Hubert Bourdot (30 October 1861 – 30 September 1937) was a French Roman Catholic priest and mycologist who was a native of Imphy, a community in the department of Nièvre.

From 1898 until his death, Bourdot was a parish priest in Saint-Priest-en-Murat. He was a member of the Société mycologique de France, serving as its vice-president in 1919, and later becoming an honorary president (1929). He bequeathed his mycological collection to the Museum National d'Histoire Naturelle in Paris.

With mycologist Amédée Galzin (1853–1925), he was co-author of a series of publications (1909–1925) involving Hymenomycetes native to France (published in the Bulletin de la Société Mycologique de France).

* [Data]:

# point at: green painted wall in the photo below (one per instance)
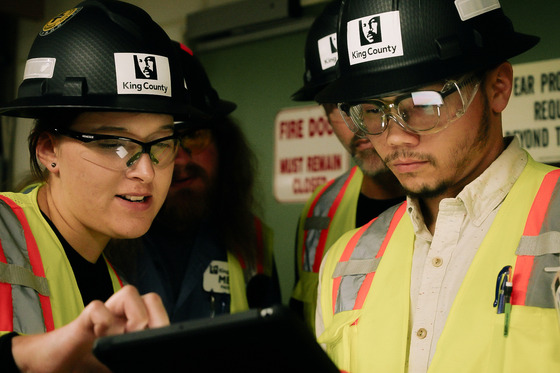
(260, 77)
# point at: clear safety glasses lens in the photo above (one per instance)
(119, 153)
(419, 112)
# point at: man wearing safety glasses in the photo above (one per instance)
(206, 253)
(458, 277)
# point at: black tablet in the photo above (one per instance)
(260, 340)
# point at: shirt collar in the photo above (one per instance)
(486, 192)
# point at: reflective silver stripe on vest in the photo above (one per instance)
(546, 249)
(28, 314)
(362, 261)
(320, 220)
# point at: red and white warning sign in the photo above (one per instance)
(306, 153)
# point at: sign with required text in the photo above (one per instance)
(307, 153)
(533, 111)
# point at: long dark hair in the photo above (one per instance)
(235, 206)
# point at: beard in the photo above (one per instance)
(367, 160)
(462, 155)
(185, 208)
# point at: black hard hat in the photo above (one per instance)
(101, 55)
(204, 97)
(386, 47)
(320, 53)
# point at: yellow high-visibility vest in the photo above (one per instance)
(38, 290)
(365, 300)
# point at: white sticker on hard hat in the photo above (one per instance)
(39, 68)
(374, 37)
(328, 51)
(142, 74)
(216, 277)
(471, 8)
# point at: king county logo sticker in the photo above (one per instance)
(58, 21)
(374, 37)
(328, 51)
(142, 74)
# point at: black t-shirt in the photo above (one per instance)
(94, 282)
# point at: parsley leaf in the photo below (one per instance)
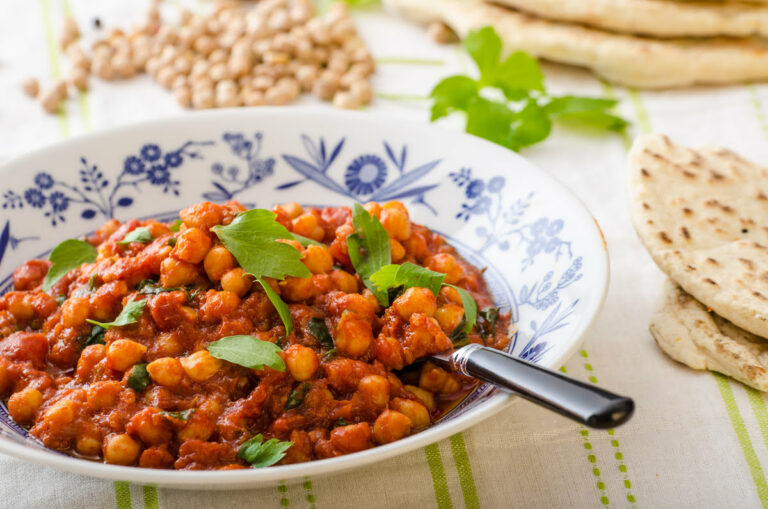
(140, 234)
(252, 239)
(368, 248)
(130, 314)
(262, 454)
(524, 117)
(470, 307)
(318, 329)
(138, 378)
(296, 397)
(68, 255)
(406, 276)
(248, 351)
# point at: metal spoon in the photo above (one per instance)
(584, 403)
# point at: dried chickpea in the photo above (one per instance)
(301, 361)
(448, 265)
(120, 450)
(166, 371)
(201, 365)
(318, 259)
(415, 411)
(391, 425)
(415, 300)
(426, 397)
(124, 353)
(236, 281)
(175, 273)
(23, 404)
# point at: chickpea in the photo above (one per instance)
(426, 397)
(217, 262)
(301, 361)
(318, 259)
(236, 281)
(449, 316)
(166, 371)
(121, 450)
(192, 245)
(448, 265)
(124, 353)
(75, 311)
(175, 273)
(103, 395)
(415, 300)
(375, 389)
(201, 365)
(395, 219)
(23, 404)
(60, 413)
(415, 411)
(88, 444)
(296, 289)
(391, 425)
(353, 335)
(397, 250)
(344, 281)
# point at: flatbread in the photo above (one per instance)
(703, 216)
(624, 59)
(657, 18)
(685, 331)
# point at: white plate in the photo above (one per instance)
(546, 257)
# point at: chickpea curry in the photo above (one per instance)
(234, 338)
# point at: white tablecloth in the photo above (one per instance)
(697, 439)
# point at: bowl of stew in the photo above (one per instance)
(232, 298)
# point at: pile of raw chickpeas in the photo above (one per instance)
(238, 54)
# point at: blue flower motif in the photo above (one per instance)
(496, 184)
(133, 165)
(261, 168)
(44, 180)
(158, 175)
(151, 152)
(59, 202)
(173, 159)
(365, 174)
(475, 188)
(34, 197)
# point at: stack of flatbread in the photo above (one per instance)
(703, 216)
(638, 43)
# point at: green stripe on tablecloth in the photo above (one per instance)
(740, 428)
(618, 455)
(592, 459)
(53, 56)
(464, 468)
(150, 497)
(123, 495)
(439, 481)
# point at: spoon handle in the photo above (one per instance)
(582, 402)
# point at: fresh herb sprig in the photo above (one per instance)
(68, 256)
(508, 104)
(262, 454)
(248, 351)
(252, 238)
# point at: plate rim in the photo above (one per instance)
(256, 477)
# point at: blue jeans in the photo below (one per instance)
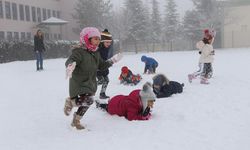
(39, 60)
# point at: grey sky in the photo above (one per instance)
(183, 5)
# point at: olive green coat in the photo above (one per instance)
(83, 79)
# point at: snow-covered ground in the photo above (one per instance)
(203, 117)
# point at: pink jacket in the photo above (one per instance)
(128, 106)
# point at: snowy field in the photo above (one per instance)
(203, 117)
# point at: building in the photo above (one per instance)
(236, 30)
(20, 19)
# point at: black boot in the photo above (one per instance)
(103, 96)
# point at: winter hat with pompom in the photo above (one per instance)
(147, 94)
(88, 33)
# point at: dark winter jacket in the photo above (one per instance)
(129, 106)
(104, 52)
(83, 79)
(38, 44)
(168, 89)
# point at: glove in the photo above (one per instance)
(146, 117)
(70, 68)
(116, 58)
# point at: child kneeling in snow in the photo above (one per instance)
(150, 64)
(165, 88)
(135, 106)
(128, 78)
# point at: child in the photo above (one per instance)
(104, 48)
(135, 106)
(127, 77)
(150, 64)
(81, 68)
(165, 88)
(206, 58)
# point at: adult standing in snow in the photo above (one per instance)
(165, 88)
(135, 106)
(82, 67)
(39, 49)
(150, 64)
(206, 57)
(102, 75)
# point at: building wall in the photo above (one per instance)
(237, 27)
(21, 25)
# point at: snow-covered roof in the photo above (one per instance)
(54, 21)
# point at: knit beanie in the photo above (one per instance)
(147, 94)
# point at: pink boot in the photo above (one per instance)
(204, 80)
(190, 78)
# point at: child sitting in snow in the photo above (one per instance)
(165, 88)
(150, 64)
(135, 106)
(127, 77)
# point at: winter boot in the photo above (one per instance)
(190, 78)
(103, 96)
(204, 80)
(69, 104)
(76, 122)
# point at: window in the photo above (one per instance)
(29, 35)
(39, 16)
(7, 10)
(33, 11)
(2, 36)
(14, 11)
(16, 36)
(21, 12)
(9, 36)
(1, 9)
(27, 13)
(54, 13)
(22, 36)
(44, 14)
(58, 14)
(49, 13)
* * *
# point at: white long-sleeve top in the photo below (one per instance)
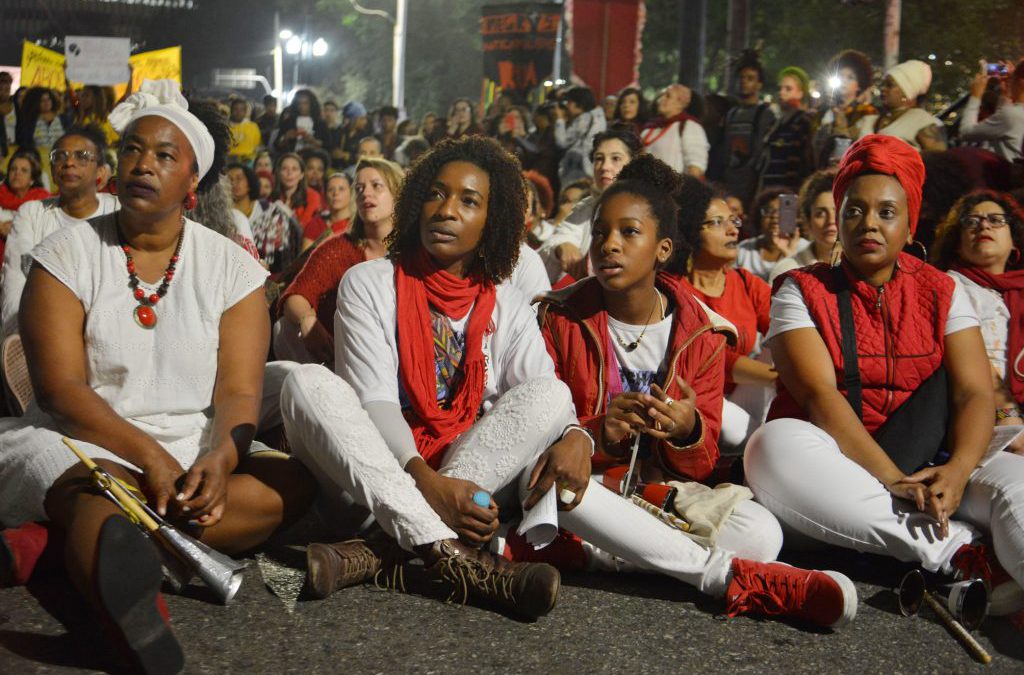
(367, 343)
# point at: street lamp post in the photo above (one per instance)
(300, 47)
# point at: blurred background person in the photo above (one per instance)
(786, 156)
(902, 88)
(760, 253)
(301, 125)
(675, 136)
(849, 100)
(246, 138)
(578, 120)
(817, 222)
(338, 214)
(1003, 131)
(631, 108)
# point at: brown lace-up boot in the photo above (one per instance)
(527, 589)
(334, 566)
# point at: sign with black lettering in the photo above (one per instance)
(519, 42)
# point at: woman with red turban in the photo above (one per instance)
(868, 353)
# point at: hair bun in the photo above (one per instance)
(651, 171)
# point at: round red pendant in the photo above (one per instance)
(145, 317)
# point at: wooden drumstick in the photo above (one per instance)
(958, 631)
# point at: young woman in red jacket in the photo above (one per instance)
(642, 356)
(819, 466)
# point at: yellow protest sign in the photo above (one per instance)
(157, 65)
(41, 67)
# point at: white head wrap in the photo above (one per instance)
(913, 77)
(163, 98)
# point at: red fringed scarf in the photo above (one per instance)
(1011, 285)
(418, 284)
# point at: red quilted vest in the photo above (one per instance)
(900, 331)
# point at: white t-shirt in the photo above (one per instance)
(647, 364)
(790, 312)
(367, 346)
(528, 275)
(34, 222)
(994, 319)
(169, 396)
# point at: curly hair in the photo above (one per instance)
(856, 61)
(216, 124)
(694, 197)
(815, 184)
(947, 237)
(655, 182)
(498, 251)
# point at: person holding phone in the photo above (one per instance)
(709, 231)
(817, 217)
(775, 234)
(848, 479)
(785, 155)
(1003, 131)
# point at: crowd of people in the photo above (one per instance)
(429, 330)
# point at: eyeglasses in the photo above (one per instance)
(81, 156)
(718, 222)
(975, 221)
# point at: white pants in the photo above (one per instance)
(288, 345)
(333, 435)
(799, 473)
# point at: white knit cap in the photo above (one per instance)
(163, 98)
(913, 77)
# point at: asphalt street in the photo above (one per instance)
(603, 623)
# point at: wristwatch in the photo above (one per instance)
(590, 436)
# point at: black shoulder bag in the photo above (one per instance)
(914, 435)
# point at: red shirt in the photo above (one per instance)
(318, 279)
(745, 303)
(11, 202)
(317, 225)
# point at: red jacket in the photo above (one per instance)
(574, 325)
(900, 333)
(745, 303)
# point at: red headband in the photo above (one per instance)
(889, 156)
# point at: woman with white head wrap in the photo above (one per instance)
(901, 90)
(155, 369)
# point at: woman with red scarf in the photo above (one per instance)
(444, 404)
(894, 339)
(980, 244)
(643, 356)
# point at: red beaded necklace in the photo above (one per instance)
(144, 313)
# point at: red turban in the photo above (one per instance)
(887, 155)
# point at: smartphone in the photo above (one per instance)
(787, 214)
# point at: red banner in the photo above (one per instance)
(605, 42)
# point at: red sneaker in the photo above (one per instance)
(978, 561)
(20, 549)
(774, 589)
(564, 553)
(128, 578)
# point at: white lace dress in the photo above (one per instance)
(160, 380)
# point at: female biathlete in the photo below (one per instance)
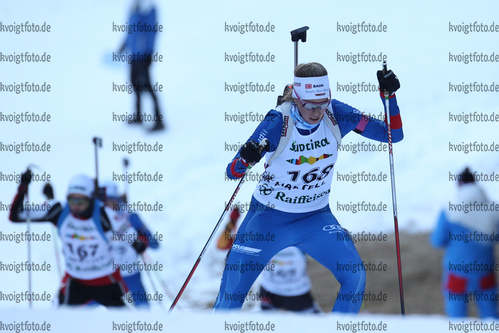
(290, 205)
==
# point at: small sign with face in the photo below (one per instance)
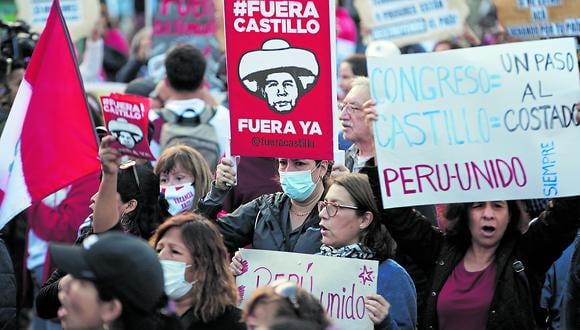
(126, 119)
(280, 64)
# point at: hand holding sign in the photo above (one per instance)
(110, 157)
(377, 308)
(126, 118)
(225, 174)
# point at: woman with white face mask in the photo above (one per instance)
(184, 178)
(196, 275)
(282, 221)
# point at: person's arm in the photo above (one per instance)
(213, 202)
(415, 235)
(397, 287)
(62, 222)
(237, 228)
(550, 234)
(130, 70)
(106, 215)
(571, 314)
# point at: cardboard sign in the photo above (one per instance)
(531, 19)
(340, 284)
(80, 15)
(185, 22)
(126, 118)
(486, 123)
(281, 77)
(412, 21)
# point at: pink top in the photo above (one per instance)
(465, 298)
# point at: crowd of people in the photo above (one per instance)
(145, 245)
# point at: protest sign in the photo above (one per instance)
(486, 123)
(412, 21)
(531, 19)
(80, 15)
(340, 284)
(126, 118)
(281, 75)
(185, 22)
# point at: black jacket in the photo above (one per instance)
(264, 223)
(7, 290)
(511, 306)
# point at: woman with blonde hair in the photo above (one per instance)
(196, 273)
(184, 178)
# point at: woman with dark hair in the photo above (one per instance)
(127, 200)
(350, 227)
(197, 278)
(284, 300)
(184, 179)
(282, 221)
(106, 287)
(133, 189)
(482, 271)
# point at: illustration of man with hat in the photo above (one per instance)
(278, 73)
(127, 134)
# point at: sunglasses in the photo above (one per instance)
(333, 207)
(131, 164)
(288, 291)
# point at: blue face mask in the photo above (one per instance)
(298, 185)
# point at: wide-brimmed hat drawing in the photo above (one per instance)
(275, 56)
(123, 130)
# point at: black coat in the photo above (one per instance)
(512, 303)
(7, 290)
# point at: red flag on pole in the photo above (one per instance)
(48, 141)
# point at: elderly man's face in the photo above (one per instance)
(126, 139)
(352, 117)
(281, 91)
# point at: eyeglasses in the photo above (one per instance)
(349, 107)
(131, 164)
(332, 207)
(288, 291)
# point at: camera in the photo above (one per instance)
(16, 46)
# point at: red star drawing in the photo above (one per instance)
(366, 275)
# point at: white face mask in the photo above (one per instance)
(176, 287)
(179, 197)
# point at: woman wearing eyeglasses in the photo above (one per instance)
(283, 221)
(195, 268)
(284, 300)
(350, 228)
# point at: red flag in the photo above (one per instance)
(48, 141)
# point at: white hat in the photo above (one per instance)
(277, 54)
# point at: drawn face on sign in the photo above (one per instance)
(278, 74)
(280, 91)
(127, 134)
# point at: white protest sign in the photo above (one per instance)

* [Instructions]:
[a] In what year did Bourdot serve as vice-president of the Société mycologique de France, according to the passage on Hubert Bourdot?
[b] Repeat the passage on Hubert Bourdot between "Hubert Bourdot (30" and "Mycologique de France).", inclusive.
[c] Do these statements agree with the passage on Hubert Bourdot? (i) Bourdot was a native of Imphy. (ii) Bourdot bequeathed his mycological collection to a museum in Lyon. (iii) Bourdot became an honorary president of the Société mycologique de France in 1929.
The lines above are separate material, apart from the passage on Hubert Bourdot.

* [Exercise answers]:
[a] 1919

[b]
Hubert Bourdot (30 October 1861 – 30 September 1937) was a French Roman Catholic priest and mycologist who was a native of Imphy, a community in the department of Nièvre.

From 1898 until his death, Bourdot was a parish priest in Saint-Priest-en-Murat. He was a member of the Société mycologique de France, serving as its vice-president in 1919, and later becoming an honorary president (1929). He bequeathed his mycological collection to the Museum National d'Histoire Naturelle in Paris.

With mycologist Amédée Galzin (1853–1925), he was co-author of a series of publications (1909–1925) involving Hymenomycetes native to France (published in the Bulletin de la Société Mycologique de France).

[c]
(i) Yes: "a native of Imphy, a community in the department of Nièvre."
(ii) No: "He bequeathed his mycological collection to the Museum National d'Histoire Naturelle in Paris."
(iii) Yes: "later becoming an honorary president (1929)."